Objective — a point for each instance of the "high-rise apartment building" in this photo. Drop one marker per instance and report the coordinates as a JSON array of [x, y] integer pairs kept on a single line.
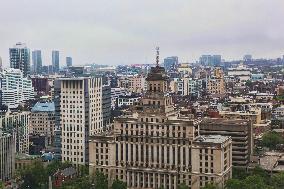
[[55, 61], [42, 120], [210, 60], [17, 124], [20, 58], [152, 147], [171, 63], [81, 116], [37, 61], [239, 130], [216, 82], [106, 104], [68, 61], [7, 156], [15, 88]]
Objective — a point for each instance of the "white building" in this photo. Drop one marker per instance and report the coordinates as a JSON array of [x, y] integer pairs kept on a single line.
[[15, 88], [7, 156], [17, 123], [241, 72], [81, 116]]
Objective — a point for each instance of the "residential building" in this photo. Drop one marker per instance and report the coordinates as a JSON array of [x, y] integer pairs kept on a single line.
[[127, 100], [15, 88], [216, 82], [42, 120], [55, 61], [41, 85], [20, 58], [253, 115], [210, 60], [17, 124], [37, 62], [106, 104], [69, 61], [7, 156], [151, 146], [212, 157], [115, 93], [239, 130], [80, 116], [240, 73], [171, 63]]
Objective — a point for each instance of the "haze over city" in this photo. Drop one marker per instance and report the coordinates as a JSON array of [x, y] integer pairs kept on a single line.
[[125, 32]]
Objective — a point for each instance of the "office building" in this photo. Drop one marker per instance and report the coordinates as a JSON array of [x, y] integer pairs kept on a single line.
[[55, 61], [212, 160], [15, 88], [216, 82], [37, 62], [20, 58], [171, 63], [17, 124], [151, 147], [239, 130], [42, 120], [7, 156], [80, 116], [106, 105], [210, 60], [69, 61], [247, 58]]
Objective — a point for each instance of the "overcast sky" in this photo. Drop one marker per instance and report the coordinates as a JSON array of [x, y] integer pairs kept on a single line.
[[127, 31]]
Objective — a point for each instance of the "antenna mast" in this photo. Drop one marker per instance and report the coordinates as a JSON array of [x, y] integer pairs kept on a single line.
[[157, 56]]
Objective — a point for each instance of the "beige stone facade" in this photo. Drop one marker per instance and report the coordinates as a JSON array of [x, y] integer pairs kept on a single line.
[[81, 116], [152, 146]]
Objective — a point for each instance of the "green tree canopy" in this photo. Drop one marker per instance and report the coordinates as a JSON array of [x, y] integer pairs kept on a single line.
[[278, 180]]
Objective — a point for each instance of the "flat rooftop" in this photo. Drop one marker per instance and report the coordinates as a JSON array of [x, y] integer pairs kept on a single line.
[[217, 139]]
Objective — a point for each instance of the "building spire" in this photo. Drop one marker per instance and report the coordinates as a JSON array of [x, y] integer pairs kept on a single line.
[[157, 56]]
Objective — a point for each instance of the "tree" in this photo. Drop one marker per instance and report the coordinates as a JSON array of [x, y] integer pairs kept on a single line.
[[278, 180], [271, 139], [183, 186], [233, 184], [118, 184], [100, 180], [210, 186]]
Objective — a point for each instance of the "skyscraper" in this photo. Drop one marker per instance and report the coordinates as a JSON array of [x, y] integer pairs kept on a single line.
[[55, 61], [68, 61], [20, 58], [37, 61], [170, 63]]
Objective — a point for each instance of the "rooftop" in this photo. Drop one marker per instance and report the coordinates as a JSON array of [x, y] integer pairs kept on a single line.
[[217, 139], [43, 107]]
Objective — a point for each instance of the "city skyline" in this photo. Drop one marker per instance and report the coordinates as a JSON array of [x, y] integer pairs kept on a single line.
[[125, 32]]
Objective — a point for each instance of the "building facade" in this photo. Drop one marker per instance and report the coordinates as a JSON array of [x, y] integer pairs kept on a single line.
[[15, 88], [7, 156], [17, 124], [42, 120], [151, 147], [241, 133], [69, 61], [55, 61], [20, 58], [80, 116], [37, 62]]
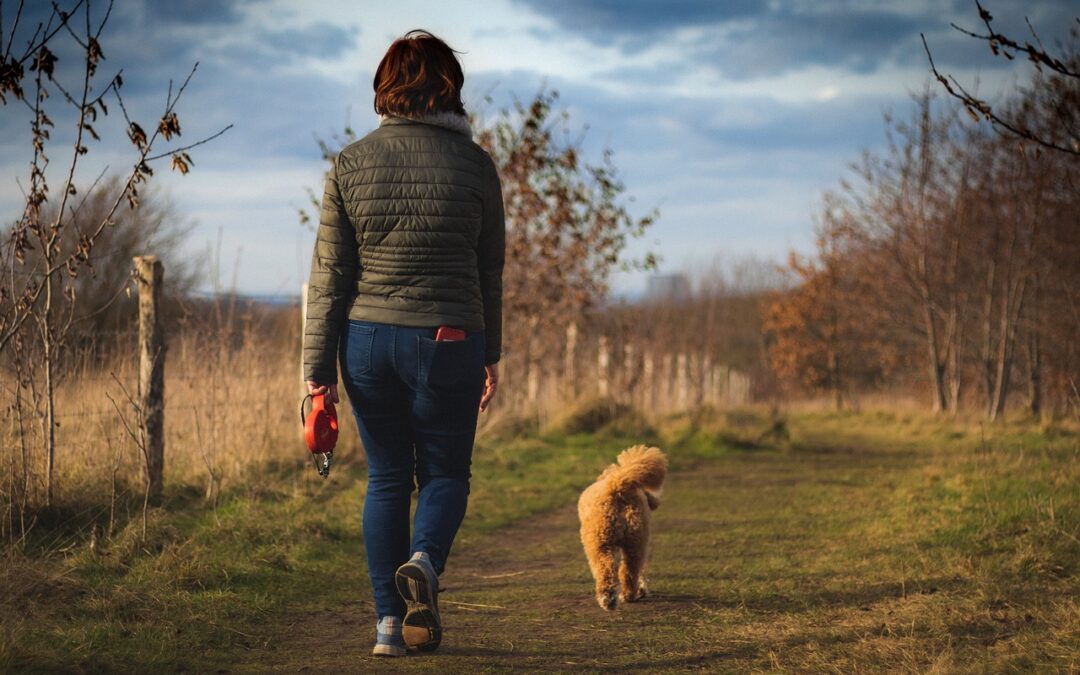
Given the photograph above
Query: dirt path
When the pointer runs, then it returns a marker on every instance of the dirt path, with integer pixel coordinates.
(760, 561)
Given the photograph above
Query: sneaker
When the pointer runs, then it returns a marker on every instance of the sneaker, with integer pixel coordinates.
(388, 637)
(418, 585)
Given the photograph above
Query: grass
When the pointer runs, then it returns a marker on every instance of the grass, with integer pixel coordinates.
(822, 541)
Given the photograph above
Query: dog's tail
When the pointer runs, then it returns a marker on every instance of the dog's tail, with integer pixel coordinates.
(640, 468)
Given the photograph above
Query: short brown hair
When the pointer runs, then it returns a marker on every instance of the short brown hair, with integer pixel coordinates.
(418, 75)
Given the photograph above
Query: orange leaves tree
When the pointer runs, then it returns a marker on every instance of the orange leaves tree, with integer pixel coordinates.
(567, 226)
(821, 335)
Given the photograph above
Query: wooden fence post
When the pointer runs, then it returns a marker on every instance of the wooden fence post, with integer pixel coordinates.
(304, 327)
(683, 380)
(151, 369)
(570, 360)
(648, 382)
(602, 366)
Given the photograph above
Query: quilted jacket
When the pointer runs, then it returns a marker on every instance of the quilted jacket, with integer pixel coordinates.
(410, 233)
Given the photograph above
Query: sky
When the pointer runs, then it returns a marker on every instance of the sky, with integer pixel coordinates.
(730, 118)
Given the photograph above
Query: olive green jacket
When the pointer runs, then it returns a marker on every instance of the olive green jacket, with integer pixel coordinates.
(410, 233)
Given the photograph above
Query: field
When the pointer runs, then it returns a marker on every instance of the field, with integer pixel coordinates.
(808, 542)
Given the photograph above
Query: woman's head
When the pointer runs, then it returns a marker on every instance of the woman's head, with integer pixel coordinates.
(419, 75)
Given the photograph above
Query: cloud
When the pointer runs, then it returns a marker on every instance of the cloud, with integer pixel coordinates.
(604, 21)
(319, 40)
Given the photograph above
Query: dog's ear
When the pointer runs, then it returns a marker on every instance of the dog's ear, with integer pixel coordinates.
(653, 499)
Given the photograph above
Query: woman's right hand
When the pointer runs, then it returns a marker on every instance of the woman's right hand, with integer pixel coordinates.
(490, 386)
(315, 390)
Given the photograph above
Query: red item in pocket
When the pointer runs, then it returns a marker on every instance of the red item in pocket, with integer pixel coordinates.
(446, 334)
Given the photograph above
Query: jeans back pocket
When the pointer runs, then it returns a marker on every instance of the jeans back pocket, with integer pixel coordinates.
(356, 345)
(450, 363)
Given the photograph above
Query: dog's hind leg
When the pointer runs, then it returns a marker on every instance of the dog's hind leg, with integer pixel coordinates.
(602, 564)
(632, 569)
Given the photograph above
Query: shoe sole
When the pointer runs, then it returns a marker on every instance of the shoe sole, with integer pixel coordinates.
(388, 650)
(421, 626)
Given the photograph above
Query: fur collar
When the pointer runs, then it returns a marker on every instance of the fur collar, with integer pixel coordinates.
(453, 121)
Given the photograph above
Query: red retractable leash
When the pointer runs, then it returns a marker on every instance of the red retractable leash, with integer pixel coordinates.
(320, 431)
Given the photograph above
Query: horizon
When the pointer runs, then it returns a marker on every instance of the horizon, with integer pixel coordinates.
(732, 120)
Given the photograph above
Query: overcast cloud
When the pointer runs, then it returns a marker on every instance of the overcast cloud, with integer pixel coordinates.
(731, 117)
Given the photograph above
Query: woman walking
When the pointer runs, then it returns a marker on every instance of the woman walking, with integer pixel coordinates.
(406, 289)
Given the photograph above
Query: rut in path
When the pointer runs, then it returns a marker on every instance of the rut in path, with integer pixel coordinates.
(522, 597)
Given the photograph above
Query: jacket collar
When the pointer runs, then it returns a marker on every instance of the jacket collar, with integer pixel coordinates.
(453, 121)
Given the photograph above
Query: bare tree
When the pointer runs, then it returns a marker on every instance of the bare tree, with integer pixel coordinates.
(1047, 112)
(39, 296)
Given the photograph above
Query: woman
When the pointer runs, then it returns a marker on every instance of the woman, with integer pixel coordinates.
(406, 289)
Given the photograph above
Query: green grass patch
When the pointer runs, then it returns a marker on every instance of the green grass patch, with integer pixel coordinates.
(817, 541)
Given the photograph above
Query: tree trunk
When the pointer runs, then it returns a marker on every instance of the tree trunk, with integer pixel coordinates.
(936, 372)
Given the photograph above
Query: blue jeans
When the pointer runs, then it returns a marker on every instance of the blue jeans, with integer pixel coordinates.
(416, 403)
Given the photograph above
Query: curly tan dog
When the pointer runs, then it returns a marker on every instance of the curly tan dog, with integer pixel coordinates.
(615, 516)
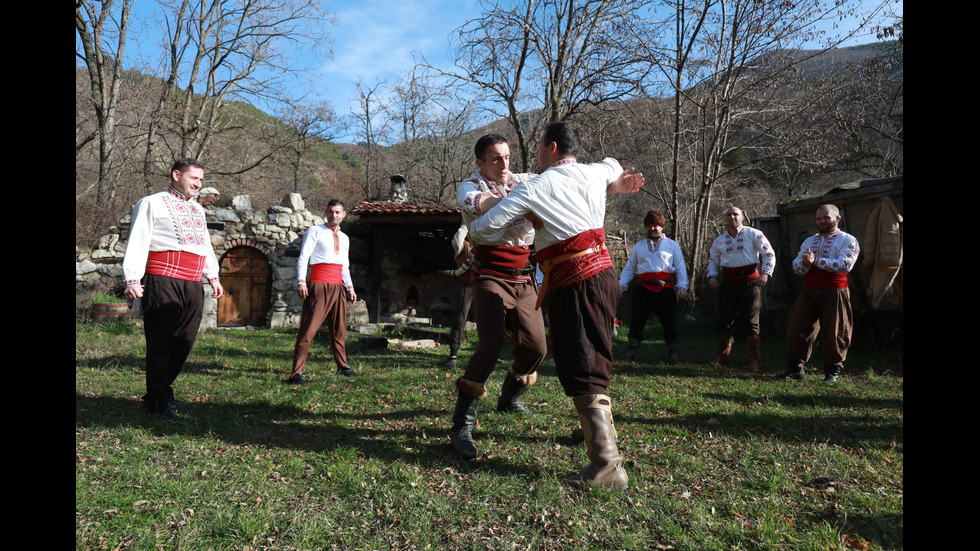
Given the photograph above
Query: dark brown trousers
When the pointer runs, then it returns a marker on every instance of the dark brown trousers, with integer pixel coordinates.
(503, 308)
(826, 312)
(326, 302)
(582, 318)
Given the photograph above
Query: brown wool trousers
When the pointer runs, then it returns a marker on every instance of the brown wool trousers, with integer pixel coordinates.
(327, 302)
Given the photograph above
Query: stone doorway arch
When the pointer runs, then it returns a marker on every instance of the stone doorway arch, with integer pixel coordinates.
(247, 279)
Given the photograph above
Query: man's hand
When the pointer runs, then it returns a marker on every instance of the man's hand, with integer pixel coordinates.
(134, 292)
(628, 182)
(534, 220)
(487, 202)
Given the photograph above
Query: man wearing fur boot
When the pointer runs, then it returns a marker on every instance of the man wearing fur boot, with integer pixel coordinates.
(568, 204)
(504, 296)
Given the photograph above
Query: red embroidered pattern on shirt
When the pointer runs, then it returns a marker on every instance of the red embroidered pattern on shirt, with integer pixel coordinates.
(189, 224)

::::::

PROBLEM STATEMENT:
Print the lines from the one holding "woman, with integer pixel coordinates." through the last line of the records, word for word, and omit the pictures.

YOUR SOLUTION:
When the pointer runs, then it returns a marker on every instance of the woman, with integer pixel coordinates.
(406, 289)
Given the photograph above
Query: green grass patch
When the pointer runs, then it returns a marker on every instance of the green grass patch, with integer pixel coordinates.
(817, 541)
Given the photograph above
Query: tree trunk
When the pointer runs, then it returns a marker on every instance of the tree trunk, with integer pixel coordinates.
(936, 372)
Given the photograph above
Query: blue jeans
When the pointer runs, then it returns a marker on every instance of the blue jeans, with integer pixel coordinates.
(416, 403)
Given the photograph above
Query: curly tan dog
When the pointer runs, then it returns a marker on every instance of the curly tan dog, with integer pixel coordinates.
(615, 516)
Given the photograph above
Query: dark brown trousers
When the pointer runs, then it returns a marker on every instance of the dark brown trousers, with integer pixel coordinates.
(503, 308)
(826, 312)
(326, 302)
(582, 318)
Given the photograph above
Query: brown wool trousers
When the pointer runs, then it returns a marker on every instance of the brown wool trousers, with integer pixel coordinates.
(327, 302)
Given the photograph above
Query: stone doorway arch
When the pointer runs, then it returns a marker on every instance of the stone doorway arch, with integer pixel coordinates.
(247, 279)
Given the photograph above
Query: man's hand
When the pointer runs, then it returns a marker on every instance of the man's hand, with integer pixel coordinates.
(134, 292)
(628, 182)
(534, 220)
(487, 202)
Given the photograph above
Query: man wearing fur boot
When the pointer runs, then it returns a marker on every instance of the man wearing fur boot, with integer pixel coordinates.
(568, 204)
(504, 296)
Given the photograph above
Query: red embroidered pattern on shirt
When the pointer runs, then it returns a marker on every instance of the red embroidered pattern on shirt, with integer pixel coordinates.
(189, 224)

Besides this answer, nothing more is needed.